> **Textauszug**:
────────

Das Londoner Ensemble "1927" bildete den Auftakt der experimentellen Bühnensparte der Salzburger Festspiele, dem "Young Directors Project". 1927 - das Jahr, in dem der Stummfilm begann. Diese Ästhetik zog sich auch durch ihre Aufführung.

Von Karin Fischer |
    Es ist schon bezeichnend, dass die Premiere des "Young Directors Projects" eine Produktion einnimmt, die ihren größten Erfolg vor zwei Jahren in Großbritannien hatte: 2011, nach den Unruhen in London und in vielen anderen großen Städten des Landes, passte das Stück wie die Faust aufs Auge: Es geht darin um das Armeleuteviertel Bayou am Rande einer Großstadt, ein überbevölkertes, dreckiges Getto, aus dem heraus sich ein Kinderaufstand formiert. Die Forderung: bessere Bildungschancen und eine Xbox. Als ob die Truppe die Plünderungen der Elektronikgeschäfte damals voraus gesehen hätte!

────────

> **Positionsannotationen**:
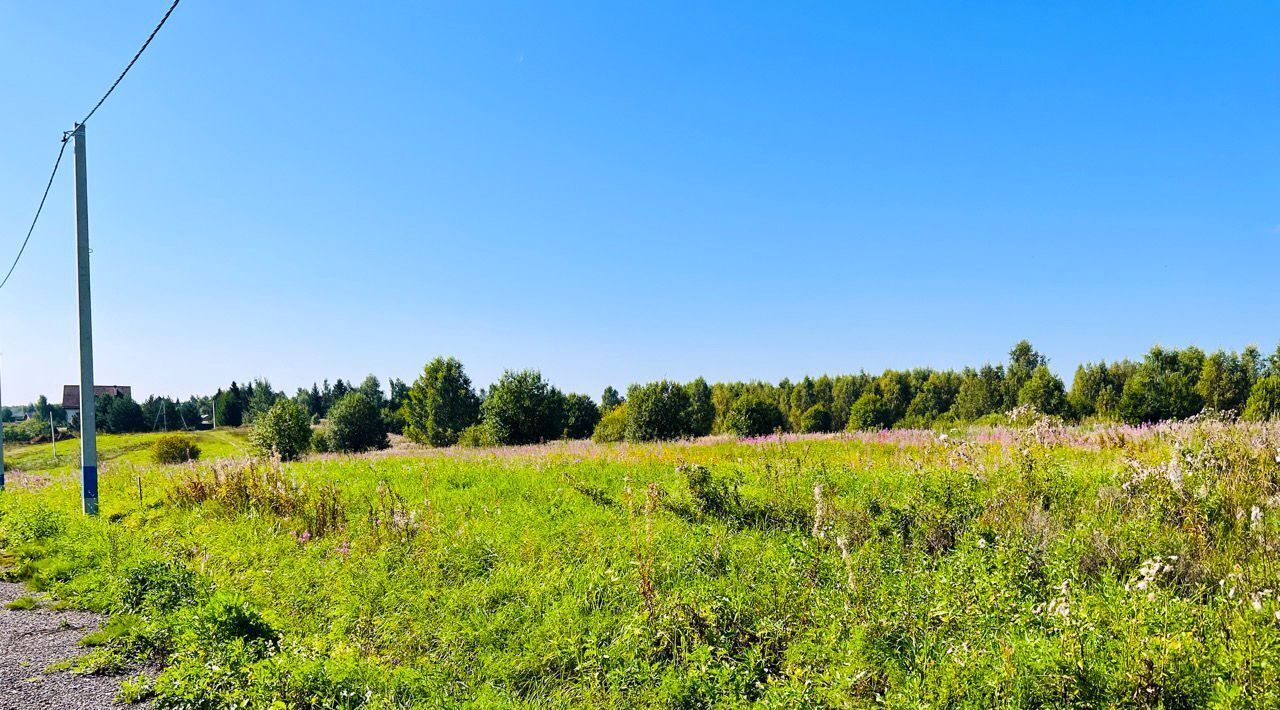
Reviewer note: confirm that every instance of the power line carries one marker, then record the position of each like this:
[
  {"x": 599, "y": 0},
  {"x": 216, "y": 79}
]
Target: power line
[
  {"x": 67, "y": 134},
  {"x": 129, "y": 65},
  {"x": 42, "y": 197}
]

────────

> **Teilaufgaben**:
a) Welches Ensemble eröffnete laut dem Textauszug das "Young Directors Project" der Salzburger Festspiele?
b) Gib bitte alle Zeilen der Positionsannotationen ohne Leerzeilen als Markdown-Tabelle mit den Spalten „Nr.“ und „Zeile“ wieder. Die Bilder gehören nicht in die Antwort.
Der Textauszug und die Zeilen stammen aus unterschiedlichen Quellen.

> **Erwartete Ergebnisse**:
a) Das Londoner Ensemble "1927".

b)
| Nr. | Zeile |
|---|---|
| 1 | Reviewer note: confirm that every instance of the power line carries one marker, then record the position of each like this: |
| 2 | [ |
| 3 |   {"x": 599, "y": 0}, |
| 4 |   {"x": 216, "y": 79} |
| 5 | ] |
| 6 | Target: power line |
| 7 | [ |
| 8 |   {"x": 67, "y": 134}, |
| 9 |   {"x": 129, "y": 65}, |
| 10 |   {"x": 42, "y": 197} |
| 11 | ] |